━━━ Records shown ━━━

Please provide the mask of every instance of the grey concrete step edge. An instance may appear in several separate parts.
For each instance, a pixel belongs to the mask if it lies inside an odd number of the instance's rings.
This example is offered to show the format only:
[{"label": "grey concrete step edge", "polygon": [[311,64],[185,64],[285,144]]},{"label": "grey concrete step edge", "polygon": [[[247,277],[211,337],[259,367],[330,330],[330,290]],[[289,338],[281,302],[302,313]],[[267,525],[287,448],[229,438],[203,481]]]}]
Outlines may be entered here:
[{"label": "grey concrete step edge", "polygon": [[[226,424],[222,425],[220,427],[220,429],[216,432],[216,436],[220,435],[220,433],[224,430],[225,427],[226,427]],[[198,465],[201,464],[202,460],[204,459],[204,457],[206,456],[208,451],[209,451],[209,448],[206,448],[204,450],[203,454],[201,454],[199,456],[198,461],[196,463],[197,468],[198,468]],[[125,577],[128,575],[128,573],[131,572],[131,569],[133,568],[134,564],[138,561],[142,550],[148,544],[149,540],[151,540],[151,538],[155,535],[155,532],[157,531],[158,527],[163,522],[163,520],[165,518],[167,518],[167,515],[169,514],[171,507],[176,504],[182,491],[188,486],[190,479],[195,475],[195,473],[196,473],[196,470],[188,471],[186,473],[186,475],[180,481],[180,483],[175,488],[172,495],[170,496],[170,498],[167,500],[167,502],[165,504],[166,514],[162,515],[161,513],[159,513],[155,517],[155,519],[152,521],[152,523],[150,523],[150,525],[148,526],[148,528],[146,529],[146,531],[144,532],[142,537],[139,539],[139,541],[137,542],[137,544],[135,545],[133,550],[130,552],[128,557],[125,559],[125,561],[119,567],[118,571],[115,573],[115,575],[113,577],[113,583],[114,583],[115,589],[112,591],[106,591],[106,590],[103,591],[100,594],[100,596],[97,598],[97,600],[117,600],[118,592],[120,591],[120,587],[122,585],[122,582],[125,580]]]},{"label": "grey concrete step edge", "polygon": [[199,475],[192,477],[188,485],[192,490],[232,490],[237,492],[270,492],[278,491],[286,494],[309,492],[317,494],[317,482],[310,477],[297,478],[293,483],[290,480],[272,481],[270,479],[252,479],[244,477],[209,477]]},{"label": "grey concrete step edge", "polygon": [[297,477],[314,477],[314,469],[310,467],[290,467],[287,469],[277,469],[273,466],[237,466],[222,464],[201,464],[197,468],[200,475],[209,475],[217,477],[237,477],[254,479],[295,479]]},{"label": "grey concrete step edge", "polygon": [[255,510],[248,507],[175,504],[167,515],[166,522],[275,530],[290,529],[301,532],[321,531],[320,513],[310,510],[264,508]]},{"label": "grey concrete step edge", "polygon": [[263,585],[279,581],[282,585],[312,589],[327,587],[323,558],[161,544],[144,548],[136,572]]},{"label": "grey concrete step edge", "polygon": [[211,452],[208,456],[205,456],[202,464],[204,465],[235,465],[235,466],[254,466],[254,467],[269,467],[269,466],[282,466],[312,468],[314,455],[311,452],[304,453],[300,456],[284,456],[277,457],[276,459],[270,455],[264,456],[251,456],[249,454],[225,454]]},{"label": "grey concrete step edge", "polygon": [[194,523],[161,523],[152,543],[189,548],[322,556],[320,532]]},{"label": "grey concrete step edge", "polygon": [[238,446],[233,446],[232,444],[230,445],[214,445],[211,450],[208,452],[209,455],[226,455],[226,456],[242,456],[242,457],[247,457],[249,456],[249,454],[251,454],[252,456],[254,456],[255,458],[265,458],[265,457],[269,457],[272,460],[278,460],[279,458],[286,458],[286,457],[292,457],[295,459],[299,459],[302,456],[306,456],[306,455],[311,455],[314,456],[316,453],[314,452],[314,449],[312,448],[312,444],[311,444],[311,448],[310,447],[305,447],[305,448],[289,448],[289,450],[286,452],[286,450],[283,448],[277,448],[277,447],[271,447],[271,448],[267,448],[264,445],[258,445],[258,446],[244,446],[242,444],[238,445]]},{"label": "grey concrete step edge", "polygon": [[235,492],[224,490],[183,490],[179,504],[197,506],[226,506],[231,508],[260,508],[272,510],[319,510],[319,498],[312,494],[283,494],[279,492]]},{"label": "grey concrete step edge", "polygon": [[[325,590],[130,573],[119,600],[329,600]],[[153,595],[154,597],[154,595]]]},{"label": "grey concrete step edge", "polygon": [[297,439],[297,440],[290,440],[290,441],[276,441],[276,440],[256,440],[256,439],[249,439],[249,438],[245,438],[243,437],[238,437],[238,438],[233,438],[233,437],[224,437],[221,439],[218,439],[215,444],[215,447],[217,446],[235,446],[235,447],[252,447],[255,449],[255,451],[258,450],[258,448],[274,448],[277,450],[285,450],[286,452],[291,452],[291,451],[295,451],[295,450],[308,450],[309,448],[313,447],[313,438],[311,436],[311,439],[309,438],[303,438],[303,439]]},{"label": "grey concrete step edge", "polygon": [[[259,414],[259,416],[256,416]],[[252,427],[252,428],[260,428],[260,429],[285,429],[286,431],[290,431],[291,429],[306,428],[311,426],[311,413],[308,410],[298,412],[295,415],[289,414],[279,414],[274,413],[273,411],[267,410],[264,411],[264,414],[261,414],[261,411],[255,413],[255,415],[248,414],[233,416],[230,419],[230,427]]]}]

━━━

Exercise aim: Filter the entries and keep only the lines holding "mask".

Answer to the exercise:
Please provide the mask of every instance of the grey concrete step edge. An instance may appear in several separate parts.
For each instance, a pixel belongs to the mask if it lies inside an odd number of the instance's rings.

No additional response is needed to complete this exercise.